§ WORK REQUIRED
Write out the data again in full, exactly as it reads.

## start DATA PROVIDED

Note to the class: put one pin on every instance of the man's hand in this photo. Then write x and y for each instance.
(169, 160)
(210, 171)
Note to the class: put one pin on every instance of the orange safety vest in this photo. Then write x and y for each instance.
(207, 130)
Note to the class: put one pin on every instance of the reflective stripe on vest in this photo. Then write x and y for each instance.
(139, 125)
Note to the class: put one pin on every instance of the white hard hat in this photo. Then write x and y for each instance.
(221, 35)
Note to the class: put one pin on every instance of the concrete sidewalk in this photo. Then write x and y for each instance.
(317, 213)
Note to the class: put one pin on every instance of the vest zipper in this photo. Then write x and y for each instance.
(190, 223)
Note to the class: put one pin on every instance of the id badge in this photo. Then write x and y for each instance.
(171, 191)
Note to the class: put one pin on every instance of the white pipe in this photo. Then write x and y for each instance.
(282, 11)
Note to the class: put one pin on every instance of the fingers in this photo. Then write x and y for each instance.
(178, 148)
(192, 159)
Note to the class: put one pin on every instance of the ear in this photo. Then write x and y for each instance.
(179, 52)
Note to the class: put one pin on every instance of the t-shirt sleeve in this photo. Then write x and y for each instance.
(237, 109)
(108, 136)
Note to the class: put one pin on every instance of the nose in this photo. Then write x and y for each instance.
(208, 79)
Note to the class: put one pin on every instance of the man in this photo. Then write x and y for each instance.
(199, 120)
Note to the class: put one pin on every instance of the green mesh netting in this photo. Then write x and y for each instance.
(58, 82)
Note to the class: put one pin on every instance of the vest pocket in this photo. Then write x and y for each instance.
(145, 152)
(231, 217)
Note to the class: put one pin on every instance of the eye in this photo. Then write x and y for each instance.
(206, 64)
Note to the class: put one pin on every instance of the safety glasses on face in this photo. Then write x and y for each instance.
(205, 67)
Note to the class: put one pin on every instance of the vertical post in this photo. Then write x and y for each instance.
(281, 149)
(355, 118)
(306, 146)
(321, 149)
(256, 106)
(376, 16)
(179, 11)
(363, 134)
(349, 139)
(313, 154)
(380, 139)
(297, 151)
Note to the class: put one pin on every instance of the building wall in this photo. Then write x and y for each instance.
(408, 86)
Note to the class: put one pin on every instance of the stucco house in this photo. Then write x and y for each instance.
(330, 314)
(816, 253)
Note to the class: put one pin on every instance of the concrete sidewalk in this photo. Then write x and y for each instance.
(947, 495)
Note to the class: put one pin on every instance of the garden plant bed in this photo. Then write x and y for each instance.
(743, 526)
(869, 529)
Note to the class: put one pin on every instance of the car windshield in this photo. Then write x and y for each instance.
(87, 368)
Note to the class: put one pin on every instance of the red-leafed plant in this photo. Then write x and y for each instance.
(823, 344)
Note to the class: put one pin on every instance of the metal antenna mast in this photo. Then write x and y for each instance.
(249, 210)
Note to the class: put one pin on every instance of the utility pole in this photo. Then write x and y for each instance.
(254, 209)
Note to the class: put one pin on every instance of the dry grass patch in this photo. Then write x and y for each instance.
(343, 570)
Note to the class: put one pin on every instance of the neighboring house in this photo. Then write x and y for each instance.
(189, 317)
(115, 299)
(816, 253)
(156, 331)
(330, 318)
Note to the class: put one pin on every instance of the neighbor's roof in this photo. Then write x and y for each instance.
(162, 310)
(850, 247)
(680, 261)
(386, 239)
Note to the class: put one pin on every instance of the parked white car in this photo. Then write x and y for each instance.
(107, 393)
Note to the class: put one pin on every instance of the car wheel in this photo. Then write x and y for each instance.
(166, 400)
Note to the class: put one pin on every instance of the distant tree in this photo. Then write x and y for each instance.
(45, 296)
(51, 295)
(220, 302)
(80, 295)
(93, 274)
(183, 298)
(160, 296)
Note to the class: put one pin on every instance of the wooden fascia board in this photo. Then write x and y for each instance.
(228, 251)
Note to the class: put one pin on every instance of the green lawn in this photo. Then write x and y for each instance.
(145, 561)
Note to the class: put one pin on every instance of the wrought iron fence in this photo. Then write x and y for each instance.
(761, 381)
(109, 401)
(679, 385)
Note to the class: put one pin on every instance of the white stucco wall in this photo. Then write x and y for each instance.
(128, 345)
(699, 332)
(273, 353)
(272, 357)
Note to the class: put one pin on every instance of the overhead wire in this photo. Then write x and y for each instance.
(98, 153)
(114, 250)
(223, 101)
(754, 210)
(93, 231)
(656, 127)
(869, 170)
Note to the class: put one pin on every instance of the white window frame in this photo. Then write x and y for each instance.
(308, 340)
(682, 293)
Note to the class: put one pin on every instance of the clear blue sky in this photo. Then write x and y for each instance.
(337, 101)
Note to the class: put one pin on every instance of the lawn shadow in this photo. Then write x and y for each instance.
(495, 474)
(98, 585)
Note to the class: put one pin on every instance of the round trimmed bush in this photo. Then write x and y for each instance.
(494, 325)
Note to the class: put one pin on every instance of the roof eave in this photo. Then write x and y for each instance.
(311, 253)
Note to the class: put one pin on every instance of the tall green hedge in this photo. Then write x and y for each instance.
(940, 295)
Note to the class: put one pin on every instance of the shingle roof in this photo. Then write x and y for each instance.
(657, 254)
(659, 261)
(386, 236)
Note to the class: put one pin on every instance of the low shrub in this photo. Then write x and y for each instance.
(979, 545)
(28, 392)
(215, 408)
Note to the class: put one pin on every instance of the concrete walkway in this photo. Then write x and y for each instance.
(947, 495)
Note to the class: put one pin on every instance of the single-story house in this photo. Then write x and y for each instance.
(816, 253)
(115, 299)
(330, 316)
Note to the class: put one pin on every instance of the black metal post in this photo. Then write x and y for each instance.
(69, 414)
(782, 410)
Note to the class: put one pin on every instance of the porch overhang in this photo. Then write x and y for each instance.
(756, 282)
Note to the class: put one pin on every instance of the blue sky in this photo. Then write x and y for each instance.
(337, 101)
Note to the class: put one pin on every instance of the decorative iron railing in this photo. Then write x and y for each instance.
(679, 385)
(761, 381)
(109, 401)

## end DATA PROVIDED

§ EXERCISE RESULT
Note to the class: put one pin on every instance of the man's hand in this photo. Then write x and y for each instance.
(169, 160)
(210, 171)
Note to the class: put one pin on every instance of the orange safety vest in this photo. Then write x and y for each instance.
(207, 130)
Note to the class: put one pin on every instance of the reflective stripe on vest in this photo. Then write x and y for each instance.
(139, 125)
Note to the class: put one pin on every instance of the white hard hat in this photo. Then write x and y for each instance.
(221, 35)
Note to the class: put one pin on every instance of the concrete sidewalk in this photo. Then write x and y for each instance.
(317, 213)
Note to the class: put one pin on every instance of the vest zipper in this photo. Then write x and y for each instance.
(190, 223)
Note to the class: put one pin on every instance of the id badge in this photo. Then write x and y for each instance.
(171, 191)
Note to the class: put one pin on every instance of the white pipe in this photo. Then write x and y for each instance.
(282, 11)
Note to the class: put one pin on every instance of the fingers in this photo. Then write x and y for each instance.
(178, 148)
(192, 159)
Note to the class: put one pin on every instance of the ear in this photo. Then write x and y for each instance.
(179, 52)
Note to the class: put one pin on every instance of the t-shirt sleeve in this photo. Then write x and y for each instance.
(237, 109)
(108, 136)
Note to the class: put one pin on every instance of the nose in this photo. Then write x and y for each instance.
(208, 79)
Note to the class: put one pin on every instance of the man in this photo. Then write x and y for each instance.
(199, 120)
Note to the class: put one pin on every instance of the green mesh netting in this photo. Then write x and y for each instance.
(58, 82)
Note to the class: put one pin on every instance of the vest pocket in this photo. Then write x and y for each instance.
(145, 152)
(231, 217)
Note to the class: put one pin on every instance of the eye in this photo. Then write x and y for each instance.
(206, 64)
Note to the class: put one pin on every instance of the safety glasses on face in this photo. Then write x and y for each instance.
(205, 67)
Note to the class: put one pin on every instance of the vertical post in this photo. Then write x and y for each instance.
(281, 149)
(355, 118)
(306, 146)
(321, 149)
(256, 106)
(376, 16)
(179, 11)
(363, 134)
(349, 139)
(313, 154)
(380, 139)
(297, 151)
Note to the class: put one pin on every instance of the building wall in this photo. Then write x and y for each instance.
(408, 86)
Note to the class: put one pin on every instance of the stucco house in this photo. Then write x and y for each instance.
(330, 314)
(816, 253)
Note to the class: put one pin on every instance of the concrete sidewalk in this photo. Then write x and y for each instance.
(947, 495)
Note to the class: put one pin on every instance of the garden plant bed in this photo. Then write x and y for each instance.
(743, 526)
(869, 529)
Note to the class: put one pin on every instance of the car windshield in this photo. Then write x and y for each instance.
(87, 368)
Note to the class: put one pin on every instance of the red-leafed plant in this photo. Then write x and y for each instance.
(823, 344)
Note to the class: put one pin on every instance of the metal antenna mast in this photo. Then write x and y for each instance.
(249, 210)
Note to the class: put one pin on every instance of the utility pole in this photo. Then write x and y for each instance.
(254, 209)
Note to the class: put one pin on every instance of the dry grass patch in this photo. Then write x and y for each instance.
(343, 570)
Note to the class: put one pin on every instance of the neighboring house in this photo. Then write x and y for each instance.
(189, 317)
(115, 299)
(816, 253)
(156, 331)
(330, 318)
Note to the class: put one pin on every instance of the neighbor's roof in this photo. Then write x and y for each instance.
(162, 310)
(850, 247)
(680, 261)
(386, 239)
Note to the class: put one pin on every instance of the parked white car in this photo. Then write x and y for each instance.
(107, 393)
Note to the class: put one pin on every instance of the car wheel in this photo. Then write x and y for each instance.
(166, 400)
Note to the class: put one pin on every instance of the distant tree in this photo. Then write x and y for each instance.
(45, 296)
(51, 295)
(220, 302)
(80, 295)
(93, 274)
(183, 298)
(160, 296)
Note to the class: put one pin on every instance of the wooden fascia board in this photo. Then write x and y for each instance.
(228, 251)
Note to the class: put one pin on every instance of the green lawn in this photo. Then write x and y for each instance.
(145, 561)
Note to the class: put one pin on every instance of the wrought iron fence in this photo. Then write x and y for each instance.
(761, 381)
(109, 401)
(679, 385)
Note to the class: put one pin on every instance of the white stucco wall in this photo. Then write x and y for each instance.
(128, 345)
(699, 332)
(273, 353)
(272, 357)
Note to the class: put one pin on every instance of the overhead wire in this photo. Then write x and y for each instance.
(98, 153)
(114, 250)
(223, 101)
(754, 210)
(93, 231)
(656, 127)
(869, 170)
Note to the class: put one pin on every instance of the white window frame in this photo. Then write x and y for each instance.
(308, 340)
(682, 293)
Note to the class: put one pin on every instance of the clear blue sky in this photo. Then write x and y for each instance.
(337, 101)
Note to the class: put one pin on every instance of the lawn shadow in this photo. Then write x and y for each instance.
(495, 474)
(98, 585)
Note to the class: put one pin on every instance of the round trimmed bush in this photo. Then write x and y for each instance.
(494, 325)
Note to the class: put one pin on every instance of the roof eave in this photo. Then write x and y for each instance.
(311, 253)
Note to the class: put one pin on every instance of the tall green hedge in this photo. Then write x and y for each instance.
(940, 295)
Note to the class: put one pin on every instance of the shingle roof in this photo. Then write x and y for each instance.
(657, 254)
(659, 261)
(386, 236)
Note to the class: put one pin on every instance of the low shrub in this photo. Then write x and y for each instance.
(979, 545)
(28, 392)
(215, 408)
Note to the class: put one pin on every instance of the concrete walkway in this photo. Then write x and y for each instance.
(947, 495)
Note to the class: put one pin on every instance of the single-story house in this photo. Then write x and y for each instance.
(816, 253)
(115, 299)
(330, 316)
Note to the class: put one pin on every instance of the black metal post in this photo. Then write x and y for each instance.
(69, 414)
(782, 410)
Note to the class: put one pin on every instance of the porch overhang in this photo. Then write x and y for each instance.
(756, 282)
Note to the class: put one pin on every instance of the blue sky in this photo. Then write x and y for each instance.
(337, 101)
Note to the class: put one pin on every instance of the decorative iron railing in this photo. Then write x and y for each instance.
(679, 385)
(761, 381)
(109, 401)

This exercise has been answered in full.